Il generale Mario Roatta (Getty Images).

Revisionismo a colpi di fiction

Tutto questo, comprese le responsabilità britanniche nel processo di occultamento, è talmente noto che la Bbc produsse, nel 1989, Fascist Legacy, un documentario estremamente approfondito sia sui crimini di guerra italiani in Africa che nei Balcani, sia sulla loro impunità successiva. Fascist Legacy, trasmesso da molte televisioni del mondo, fu acquistato nel 1991 anche dalla Rai, ma mai trasmesso. In compenso, la Rai ha co-prodotto, e trasmesso, due film: Il cuore nel pozzo, 2005, e Rosso Istria (trasmesso da Rai2 anche ieri sera), entrambi smaccatamente revisionisti e addirittura propagandistici, promotori di una tesi vittimistica e assolutoria che presenta un’Istria divisa tra i buoni e innocenti cattolici italiani e cattivi e feroci atei slavi, mentre una violenza improvvisa e immotivata si abbatte sui poveri italiani. Ma se Il cuore nel pozzo si limita a parlare, appunto, di italiani vittime del comunismo slavo, Rosso Istria va oltre: vittime della violenza sono i fascisti, che indossano la camicia nera, invocano il Duce e affidano le loro speranza ai bravi nazisti perché giungano a portare la pace laddove i comunisti hanno portato la guerra.

La sinistra complice e gli svarioni istituzionali

Di fronte a queste mistificazioni revisioniste, verrebbe da chiedersi dove stia la sinistra. Sicuramente stava dalla parte dei revisionisti quando passò la Legge del 2004. La norma, infatti, venne approvata anche con il sostegno dagli allora capigruppo dei Ds e della Margherita, Luciano Violante e Willer Bordon. E a nulla valsero le numerose proteste di molti storici e personalità della sinistra, che avrebbero invece voluto caso mai farla precedere da una apposita commissione d’inchiesta. Forse, come ha ricordato Adamo Mastrangelo, già segretario dei Comunisti Italiani, perché si è preferito assecondare e appoggiare il disegno revisionista con un obiettivo di «di auto-purificazione dagli avvenimenti e dalle ideologie del ‘900». E questo spiegherebbe anche l’improvvida uscita di Giorgio Napolitano che, da presidente della Repubblica, era il 10 febbraio 2007, arrivò a dichiarare che le foibe rappresentarono «un momento di odio, di furia sanguinaria e un disegno annessionistico slavo che assunse i sinistri contorni di una pulizia etnica» (tesi peraltro ripresa anche da Sergio Mattarella nel 2020), suscitando le rimostranze ufficiali del Presidente croato Stipe Mesic, e rischiando un vero e proprio incidente diplomatico tra i due Paesi.

- Dati mostrati:

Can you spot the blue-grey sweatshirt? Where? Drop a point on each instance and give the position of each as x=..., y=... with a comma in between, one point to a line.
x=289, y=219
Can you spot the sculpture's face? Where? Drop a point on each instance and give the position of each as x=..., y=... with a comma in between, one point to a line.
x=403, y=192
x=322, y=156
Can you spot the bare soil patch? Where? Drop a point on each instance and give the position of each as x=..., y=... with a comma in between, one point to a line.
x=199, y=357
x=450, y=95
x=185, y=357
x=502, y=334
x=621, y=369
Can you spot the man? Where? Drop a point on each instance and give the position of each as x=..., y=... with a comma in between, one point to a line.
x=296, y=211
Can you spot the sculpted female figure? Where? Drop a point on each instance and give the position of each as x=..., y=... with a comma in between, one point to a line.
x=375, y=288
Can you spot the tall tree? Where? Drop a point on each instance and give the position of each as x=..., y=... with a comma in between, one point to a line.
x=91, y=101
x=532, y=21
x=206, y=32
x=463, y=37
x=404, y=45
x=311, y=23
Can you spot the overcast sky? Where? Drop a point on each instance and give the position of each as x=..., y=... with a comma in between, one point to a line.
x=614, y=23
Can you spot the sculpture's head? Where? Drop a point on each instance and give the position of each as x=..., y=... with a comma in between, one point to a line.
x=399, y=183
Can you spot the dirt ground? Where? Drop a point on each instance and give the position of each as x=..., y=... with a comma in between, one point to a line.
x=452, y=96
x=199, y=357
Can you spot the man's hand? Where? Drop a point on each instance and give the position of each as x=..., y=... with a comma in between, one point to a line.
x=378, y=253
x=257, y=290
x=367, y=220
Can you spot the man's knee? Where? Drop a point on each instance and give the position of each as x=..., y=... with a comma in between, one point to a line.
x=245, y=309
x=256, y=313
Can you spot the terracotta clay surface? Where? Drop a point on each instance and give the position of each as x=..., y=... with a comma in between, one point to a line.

- Istruzioni di lavoro:
[1] Elenca tutte le persone citate per nome nel testo sul revisionismo e le foibe.
[2] Prosegui il testo sul revisionismo e le foibe a partire dal punto in cui si interrompe.
I record non hanno alcun ruolo in questo lavoro.

- Risposte ai compiti:
[1] Mario Roatta, Luciano Violante, Willer Bordon, Adamo Mastrangelo, Giorgio Napolitano, Sergio Mattarella, Stipe Mesic

[2]
Pahor e la denuncia degli orrori fascisti in Slovenia
Boris Pahor nel 2009 (Getty Images).

Ricordare è doveroso ma senza manipolazioni politiche e ideologiche

Meglio ha fatto il predecessore di Napolitano, Carlo Azeglio Ciampi, Presidente in carica quando la Giornata venne istituita, che ebbe sempre l’accortezza, in varie occasioni, di sottolineare come pur nella doverosa esecrazione dei massacri nazifascisti e delle vendette titine, ogni episodio andava contestualizzato storicamente. Che è, in fondo, quello che si vorrebbe: non l’oblio, ma un ricordo scevro da ogni ideologismo e manipolazione politica. Senza, per questo, dover essere tacciati di tracotanza accademica, concupiscenza, mitomania. Come è successo a Tomaso Montanari, rettore dell’Università di Siena, che, solo per aver organizzato, nel febbraio 2022, un convegno dal titolo “Uso politico della memoria e revanscismo fascista: la genesi del Giorno del Ricordo”, si è beccato gli strali di Aldo Grasso, per il quale la contrapposizione tra Foibe e Shoah è del tutto speciosa, perché le due tragedie sono «pur sempre parte di quell’ideologia di purificazione etnica che imbianca tutti i sepolcri del mondo». Forse, ad Aldo Grasso e molti altri bisognerebbe ricordare le parole di Boris Pahor, protagonista, non certo comunista, di quelle vicende, che sosteneva come tirare in ballo gli infoibati, vittime degli jugoslavi, è un modo fuorviante di trattare la storia, perché certamente le barbarie commesse da sloveni e croati, alla fine della Seconda Guerra mondiale, sono dati di fatto, «ma non lavano né annullano le atrocità commesse dai fascisti contro di noi, anni prima».